**Directions**
Go through the entries below. Copy each line in which "blurred" appears.

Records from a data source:
-*-*-

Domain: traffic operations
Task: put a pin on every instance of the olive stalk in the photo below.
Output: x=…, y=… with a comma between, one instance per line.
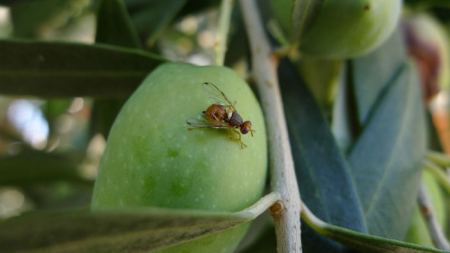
x=286, y=213
x=220, y=46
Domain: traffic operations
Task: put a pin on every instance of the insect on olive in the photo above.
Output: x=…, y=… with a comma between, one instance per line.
x=222, y=114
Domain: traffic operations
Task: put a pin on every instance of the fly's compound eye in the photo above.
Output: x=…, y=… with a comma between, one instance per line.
x=246, y=127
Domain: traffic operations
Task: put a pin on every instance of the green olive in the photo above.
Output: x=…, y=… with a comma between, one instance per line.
x=152, y=159
x=341, y=29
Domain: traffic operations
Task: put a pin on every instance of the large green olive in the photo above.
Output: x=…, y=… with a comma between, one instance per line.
x=153, y=160
x=342, y=28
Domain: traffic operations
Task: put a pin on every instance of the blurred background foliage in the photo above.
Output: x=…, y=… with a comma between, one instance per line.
x=50, y=147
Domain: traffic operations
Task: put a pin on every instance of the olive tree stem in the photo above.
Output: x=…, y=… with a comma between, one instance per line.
x=286, y=212
x=220, y=46
x=426, y=208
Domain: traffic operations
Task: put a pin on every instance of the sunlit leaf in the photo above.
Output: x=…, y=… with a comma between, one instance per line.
x=323, y=174
x=362, y=242
x=387, y=156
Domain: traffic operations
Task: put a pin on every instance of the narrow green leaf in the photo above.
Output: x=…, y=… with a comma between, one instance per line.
x=360, y=241
x=323, y=174
x=71, y=69
x=371, y=74
x=137, y=230
x=33, y=167
x=387, y=157
x=114, y=25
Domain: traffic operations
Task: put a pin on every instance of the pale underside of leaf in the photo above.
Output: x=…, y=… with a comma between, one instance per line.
x=71, y=69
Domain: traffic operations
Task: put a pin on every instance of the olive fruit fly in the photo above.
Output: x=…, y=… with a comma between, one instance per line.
x=222, y=114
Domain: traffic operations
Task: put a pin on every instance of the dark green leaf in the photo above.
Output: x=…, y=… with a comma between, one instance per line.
x=362, y=242
x=324, y=177
x=137, y=230
x=71, y=69
x=152, y=17
x=302, y=14
x=114, y=25
x=31, y=167
x=387, y=157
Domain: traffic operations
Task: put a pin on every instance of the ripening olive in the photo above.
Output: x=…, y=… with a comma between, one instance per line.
x=341, y=29
x=153, y=160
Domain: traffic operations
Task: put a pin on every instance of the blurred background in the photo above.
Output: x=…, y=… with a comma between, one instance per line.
x=50, y=147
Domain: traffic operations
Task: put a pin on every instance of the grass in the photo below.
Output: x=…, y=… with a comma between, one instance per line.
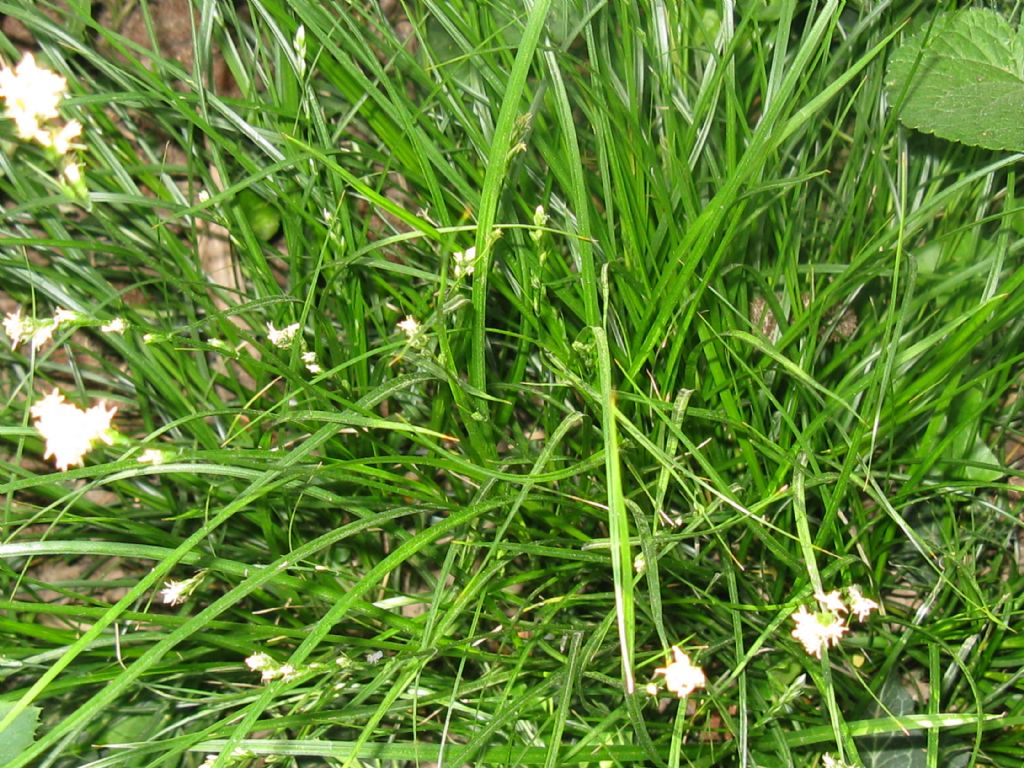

-*-*-

**Answer for the task**
Task: put a pin on every instance of the blurred background foliage in the photo above.
Task: put a pin on every instance of the blurred background in the photo above.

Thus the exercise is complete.